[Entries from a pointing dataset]
<<<<

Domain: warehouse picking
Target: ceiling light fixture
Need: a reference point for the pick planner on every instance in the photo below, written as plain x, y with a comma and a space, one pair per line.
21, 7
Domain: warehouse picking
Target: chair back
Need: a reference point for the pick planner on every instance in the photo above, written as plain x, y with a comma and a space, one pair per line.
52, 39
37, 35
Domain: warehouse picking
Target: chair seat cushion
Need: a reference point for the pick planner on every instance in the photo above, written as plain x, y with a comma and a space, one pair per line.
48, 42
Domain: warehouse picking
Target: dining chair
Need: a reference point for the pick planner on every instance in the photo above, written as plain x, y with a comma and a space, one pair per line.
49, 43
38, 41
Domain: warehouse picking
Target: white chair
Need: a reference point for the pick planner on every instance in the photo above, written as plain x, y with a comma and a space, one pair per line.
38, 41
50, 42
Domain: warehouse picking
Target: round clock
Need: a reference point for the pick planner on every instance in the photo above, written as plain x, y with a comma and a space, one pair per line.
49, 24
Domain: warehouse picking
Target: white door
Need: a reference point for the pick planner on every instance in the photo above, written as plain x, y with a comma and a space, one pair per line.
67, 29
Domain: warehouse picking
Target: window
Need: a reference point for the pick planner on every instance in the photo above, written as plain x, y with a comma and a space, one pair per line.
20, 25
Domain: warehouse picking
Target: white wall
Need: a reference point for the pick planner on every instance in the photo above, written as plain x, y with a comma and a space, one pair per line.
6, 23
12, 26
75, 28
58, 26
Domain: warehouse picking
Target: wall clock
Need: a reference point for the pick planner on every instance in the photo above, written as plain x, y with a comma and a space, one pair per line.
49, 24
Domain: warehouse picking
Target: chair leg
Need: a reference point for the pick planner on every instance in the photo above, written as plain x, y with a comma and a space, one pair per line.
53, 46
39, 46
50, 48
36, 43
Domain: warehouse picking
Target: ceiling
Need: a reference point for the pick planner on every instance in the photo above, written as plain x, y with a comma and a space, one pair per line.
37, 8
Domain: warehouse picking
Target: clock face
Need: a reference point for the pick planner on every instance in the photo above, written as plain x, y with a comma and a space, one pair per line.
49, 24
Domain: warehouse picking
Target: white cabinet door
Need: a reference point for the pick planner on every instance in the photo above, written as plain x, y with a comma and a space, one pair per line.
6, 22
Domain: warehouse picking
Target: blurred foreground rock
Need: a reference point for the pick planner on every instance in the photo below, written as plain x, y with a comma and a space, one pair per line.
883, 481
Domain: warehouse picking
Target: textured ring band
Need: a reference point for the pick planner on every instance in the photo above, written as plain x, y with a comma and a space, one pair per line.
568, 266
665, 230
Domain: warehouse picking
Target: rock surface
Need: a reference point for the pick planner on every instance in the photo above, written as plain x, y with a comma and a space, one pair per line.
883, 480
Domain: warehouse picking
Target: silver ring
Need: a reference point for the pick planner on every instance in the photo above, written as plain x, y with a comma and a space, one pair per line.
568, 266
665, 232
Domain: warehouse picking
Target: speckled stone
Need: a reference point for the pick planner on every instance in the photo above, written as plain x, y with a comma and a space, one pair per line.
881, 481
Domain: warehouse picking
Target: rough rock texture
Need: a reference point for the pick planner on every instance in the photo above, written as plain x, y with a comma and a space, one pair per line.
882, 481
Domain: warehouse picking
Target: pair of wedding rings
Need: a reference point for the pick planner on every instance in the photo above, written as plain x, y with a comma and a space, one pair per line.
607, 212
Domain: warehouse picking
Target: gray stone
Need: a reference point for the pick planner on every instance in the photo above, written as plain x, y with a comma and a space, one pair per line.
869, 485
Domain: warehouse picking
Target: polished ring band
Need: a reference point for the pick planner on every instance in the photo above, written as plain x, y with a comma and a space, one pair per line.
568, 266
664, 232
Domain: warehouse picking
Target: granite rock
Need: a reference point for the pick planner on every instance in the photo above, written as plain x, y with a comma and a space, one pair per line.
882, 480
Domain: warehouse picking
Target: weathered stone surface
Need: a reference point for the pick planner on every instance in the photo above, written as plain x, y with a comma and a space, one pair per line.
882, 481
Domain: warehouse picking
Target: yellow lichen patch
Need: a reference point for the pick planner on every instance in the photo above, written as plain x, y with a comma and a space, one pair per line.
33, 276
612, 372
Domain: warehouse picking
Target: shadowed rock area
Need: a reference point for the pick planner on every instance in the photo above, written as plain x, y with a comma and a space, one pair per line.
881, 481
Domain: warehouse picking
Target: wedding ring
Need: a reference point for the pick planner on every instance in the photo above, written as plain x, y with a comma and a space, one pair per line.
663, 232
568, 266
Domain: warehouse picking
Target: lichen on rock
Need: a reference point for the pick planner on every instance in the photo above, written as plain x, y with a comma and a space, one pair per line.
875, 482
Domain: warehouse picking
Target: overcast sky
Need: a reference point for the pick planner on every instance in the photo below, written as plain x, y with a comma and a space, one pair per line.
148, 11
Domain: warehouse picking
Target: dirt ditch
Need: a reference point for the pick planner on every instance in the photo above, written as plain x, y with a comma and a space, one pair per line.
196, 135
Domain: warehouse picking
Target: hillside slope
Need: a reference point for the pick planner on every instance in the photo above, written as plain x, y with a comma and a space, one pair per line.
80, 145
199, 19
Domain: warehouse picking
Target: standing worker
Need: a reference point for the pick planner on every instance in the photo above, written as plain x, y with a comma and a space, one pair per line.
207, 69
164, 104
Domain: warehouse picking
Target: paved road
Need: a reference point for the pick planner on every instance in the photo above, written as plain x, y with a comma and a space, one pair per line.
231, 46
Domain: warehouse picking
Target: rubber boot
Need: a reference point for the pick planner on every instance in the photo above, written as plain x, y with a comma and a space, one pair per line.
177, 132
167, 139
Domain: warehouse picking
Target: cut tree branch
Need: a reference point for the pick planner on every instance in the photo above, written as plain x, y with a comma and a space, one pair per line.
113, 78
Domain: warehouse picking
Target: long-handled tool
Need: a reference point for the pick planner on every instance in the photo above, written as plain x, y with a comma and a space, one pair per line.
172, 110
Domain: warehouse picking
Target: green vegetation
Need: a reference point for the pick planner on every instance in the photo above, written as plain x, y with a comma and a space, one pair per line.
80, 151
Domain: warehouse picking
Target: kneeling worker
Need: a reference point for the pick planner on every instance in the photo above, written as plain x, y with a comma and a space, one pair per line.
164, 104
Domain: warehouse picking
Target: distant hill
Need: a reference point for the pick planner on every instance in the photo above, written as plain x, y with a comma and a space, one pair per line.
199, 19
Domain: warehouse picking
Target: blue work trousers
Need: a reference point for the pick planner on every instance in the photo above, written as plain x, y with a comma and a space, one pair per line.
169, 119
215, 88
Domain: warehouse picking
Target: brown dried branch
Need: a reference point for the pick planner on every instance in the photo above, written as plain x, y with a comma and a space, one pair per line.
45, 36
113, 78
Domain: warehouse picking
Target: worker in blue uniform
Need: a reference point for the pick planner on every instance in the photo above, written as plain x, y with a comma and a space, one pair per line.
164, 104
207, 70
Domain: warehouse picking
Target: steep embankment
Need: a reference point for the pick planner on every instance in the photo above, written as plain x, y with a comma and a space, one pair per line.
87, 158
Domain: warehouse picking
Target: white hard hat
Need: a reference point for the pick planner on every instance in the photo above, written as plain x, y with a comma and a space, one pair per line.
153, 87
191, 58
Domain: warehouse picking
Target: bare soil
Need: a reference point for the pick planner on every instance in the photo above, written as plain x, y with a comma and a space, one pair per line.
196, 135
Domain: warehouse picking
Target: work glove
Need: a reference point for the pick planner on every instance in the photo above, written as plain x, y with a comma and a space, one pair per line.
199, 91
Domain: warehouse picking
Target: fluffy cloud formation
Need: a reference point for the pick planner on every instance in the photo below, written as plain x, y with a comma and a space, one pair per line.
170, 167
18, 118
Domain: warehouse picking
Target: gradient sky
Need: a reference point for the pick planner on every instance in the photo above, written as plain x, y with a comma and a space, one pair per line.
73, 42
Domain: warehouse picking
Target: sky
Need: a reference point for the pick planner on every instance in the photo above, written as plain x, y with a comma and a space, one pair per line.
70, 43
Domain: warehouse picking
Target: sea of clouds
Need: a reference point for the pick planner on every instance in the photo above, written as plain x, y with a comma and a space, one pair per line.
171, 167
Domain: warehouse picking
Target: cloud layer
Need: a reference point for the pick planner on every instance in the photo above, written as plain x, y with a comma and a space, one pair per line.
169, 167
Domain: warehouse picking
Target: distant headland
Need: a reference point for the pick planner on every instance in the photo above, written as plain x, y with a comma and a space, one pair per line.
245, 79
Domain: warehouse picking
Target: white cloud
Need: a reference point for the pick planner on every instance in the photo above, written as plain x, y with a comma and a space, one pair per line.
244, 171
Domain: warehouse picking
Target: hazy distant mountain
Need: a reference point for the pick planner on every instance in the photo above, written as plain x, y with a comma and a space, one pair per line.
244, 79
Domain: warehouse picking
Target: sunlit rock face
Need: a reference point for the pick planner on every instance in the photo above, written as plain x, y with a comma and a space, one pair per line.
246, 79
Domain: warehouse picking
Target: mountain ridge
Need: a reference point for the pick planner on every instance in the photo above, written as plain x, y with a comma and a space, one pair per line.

>>>>

Report every line of the material above that contains the word "lichen".

**EXPECTED ANSWER**.
Target: yellow lichen patch
Target: lichen on rock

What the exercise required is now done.